Data items:
********

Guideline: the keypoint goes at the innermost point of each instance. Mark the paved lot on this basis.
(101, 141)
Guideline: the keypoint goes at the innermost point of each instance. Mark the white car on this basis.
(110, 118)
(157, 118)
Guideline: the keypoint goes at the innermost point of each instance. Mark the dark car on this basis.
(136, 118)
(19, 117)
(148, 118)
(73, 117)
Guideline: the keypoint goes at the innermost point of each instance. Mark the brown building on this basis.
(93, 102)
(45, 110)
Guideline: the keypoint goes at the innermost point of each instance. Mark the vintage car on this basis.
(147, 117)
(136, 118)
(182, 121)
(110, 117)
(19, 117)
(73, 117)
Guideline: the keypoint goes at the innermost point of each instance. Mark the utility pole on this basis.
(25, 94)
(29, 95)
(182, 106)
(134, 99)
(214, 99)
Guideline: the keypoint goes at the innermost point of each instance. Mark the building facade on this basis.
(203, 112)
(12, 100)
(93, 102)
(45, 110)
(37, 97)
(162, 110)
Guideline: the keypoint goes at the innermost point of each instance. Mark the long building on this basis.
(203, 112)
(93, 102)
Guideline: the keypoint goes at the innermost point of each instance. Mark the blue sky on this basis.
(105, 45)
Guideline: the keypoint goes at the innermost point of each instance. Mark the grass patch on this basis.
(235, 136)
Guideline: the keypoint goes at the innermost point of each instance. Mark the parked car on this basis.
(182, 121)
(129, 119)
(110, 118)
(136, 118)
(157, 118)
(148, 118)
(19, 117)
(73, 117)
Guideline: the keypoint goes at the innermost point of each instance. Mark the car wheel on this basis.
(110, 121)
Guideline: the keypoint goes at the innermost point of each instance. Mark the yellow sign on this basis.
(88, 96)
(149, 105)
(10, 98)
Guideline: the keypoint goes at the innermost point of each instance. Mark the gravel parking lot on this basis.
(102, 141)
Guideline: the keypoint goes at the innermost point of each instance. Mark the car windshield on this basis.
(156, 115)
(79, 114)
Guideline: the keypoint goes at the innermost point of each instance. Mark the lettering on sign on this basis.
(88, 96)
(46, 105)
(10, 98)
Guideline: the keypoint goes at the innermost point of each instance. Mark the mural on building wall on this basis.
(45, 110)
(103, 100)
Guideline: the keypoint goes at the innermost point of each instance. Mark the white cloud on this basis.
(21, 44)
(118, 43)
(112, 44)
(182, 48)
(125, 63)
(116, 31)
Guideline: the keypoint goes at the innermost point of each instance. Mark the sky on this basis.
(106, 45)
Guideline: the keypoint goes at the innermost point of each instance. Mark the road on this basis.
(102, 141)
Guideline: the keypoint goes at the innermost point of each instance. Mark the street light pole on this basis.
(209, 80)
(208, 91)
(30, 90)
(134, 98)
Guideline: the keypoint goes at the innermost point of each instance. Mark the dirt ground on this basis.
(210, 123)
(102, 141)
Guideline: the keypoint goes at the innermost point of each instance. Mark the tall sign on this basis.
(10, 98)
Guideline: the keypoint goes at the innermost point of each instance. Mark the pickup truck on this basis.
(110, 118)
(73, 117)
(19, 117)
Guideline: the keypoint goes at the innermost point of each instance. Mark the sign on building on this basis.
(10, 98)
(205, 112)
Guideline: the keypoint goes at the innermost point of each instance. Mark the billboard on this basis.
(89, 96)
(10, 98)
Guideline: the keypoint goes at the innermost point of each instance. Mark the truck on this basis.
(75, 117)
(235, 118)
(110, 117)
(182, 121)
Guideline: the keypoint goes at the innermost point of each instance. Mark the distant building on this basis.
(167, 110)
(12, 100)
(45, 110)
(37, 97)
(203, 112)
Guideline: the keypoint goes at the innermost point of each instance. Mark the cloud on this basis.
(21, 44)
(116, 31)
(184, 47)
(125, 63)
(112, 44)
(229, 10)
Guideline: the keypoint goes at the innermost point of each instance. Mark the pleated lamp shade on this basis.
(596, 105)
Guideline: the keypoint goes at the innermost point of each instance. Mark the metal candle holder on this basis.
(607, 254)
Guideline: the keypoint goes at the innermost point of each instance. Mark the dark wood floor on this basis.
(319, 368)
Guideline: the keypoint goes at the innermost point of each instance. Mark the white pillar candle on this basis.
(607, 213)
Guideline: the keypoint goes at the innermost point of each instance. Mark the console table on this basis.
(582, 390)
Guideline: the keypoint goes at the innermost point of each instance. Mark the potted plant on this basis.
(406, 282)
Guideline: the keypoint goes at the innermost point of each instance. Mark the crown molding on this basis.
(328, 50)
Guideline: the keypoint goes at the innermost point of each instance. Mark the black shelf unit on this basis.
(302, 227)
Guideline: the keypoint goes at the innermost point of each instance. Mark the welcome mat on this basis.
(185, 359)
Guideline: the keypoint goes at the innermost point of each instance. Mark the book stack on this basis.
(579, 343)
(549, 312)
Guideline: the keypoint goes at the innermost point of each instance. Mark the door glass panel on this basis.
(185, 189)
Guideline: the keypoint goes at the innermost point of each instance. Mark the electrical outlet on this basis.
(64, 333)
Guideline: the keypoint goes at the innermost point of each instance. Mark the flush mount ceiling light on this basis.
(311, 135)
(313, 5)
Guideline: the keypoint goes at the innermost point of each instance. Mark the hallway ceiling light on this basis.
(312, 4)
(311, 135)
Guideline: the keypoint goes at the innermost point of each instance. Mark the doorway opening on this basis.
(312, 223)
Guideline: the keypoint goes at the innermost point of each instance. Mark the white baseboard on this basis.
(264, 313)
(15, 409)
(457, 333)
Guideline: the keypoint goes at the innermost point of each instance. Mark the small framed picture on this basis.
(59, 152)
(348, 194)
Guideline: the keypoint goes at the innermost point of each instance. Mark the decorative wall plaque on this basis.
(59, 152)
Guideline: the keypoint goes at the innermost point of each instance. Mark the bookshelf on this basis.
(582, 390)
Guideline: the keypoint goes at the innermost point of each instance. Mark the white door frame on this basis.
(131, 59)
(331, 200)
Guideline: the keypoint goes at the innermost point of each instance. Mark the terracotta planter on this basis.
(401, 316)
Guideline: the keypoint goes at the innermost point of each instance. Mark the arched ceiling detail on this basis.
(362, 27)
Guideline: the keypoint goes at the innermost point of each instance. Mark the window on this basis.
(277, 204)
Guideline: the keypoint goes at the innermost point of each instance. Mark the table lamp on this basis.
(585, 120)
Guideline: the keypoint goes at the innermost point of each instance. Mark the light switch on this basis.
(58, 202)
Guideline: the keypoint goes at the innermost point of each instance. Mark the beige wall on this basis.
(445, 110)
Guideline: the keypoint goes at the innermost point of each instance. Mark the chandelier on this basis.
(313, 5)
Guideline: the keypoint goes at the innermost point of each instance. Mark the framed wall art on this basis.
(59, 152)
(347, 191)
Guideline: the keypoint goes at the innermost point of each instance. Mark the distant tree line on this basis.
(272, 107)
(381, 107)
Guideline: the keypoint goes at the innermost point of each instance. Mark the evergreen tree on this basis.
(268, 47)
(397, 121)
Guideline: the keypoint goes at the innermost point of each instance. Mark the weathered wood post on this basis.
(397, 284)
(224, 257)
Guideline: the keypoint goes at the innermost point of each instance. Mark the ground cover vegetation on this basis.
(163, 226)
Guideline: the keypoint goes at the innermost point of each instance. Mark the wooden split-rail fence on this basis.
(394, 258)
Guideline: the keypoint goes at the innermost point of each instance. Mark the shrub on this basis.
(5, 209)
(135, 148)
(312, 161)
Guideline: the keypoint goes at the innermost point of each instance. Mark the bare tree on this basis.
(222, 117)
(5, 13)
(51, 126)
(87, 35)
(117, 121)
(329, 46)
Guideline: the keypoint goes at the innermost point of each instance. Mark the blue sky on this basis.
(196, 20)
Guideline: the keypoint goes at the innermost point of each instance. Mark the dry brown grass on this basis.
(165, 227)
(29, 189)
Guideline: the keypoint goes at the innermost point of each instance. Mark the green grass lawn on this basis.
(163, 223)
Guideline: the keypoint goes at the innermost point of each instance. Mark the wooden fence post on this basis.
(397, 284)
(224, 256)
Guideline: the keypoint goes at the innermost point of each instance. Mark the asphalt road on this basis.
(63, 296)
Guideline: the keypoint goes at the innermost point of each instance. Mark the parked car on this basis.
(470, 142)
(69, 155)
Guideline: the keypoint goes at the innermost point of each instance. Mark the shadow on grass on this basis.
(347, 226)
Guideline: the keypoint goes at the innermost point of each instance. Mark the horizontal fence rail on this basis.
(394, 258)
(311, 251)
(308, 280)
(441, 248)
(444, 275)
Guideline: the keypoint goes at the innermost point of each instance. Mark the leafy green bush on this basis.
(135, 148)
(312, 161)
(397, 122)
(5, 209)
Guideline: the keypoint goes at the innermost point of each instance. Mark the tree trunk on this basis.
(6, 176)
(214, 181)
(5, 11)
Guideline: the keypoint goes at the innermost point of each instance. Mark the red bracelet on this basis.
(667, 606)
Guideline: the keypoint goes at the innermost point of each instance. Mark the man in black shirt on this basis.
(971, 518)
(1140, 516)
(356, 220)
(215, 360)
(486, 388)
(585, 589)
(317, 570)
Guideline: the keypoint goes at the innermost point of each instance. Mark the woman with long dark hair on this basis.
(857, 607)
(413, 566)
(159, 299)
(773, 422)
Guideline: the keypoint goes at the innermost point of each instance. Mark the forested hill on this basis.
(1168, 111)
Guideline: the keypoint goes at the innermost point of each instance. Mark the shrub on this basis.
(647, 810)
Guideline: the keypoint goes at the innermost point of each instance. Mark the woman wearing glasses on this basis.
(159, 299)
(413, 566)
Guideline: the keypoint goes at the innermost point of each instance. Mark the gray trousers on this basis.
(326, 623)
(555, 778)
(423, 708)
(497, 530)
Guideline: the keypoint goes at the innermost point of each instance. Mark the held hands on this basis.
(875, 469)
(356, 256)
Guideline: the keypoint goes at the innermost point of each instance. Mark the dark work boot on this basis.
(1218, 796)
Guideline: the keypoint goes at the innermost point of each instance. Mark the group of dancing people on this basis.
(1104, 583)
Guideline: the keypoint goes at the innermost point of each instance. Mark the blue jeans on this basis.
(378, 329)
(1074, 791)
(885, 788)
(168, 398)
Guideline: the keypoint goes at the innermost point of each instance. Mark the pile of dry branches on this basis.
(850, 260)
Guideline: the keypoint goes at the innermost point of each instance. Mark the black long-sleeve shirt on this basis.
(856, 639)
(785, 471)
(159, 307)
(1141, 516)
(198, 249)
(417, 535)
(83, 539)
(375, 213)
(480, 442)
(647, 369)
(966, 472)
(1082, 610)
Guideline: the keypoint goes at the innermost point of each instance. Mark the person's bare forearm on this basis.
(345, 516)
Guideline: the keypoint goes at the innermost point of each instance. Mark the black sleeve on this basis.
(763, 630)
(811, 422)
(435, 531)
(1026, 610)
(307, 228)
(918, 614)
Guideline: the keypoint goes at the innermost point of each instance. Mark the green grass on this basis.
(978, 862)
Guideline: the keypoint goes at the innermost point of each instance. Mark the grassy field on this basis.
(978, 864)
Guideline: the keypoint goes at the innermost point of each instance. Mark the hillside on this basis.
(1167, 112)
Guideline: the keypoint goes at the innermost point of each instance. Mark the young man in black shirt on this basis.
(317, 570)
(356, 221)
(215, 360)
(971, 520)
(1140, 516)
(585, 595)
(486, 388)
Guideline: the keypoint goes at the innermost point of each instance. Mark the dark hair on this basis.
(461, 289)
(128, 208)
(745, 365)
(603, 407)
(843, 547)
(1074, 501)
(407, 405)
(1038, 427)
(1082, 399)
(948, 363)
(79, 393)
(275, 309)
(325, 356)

********

▶ **GOAL**
The lines to reproduce run from the one that contains "hillside on this basis." through the last line above; copy them exactly.

▶ **FINISHED ANSWER**
Guideline: the keypoint goes at the innermost point of each instance. Mark the hillside on this basis.
(1167, 112)
Guideline: the keypoint goes at the innermost point of each instance. Mark the young man in black shirt on this basis.
(317, 570)
(356, 221)
(215, 360)
(971, 520)
(1140, 516)
(585, 595)
(486, 388)
Guideline: the keypoint goes at the innermost point of each instance. Mark the dark hair on this basis.
(461, 289)
(128, 208)
(745, 365)
(603, 407)
(843, 547)
(1074, 501)
(407, 405)
(1038, 427)
(1082, 399)
(948, 363)
(79, 393)
(275, 309)
(325, 356)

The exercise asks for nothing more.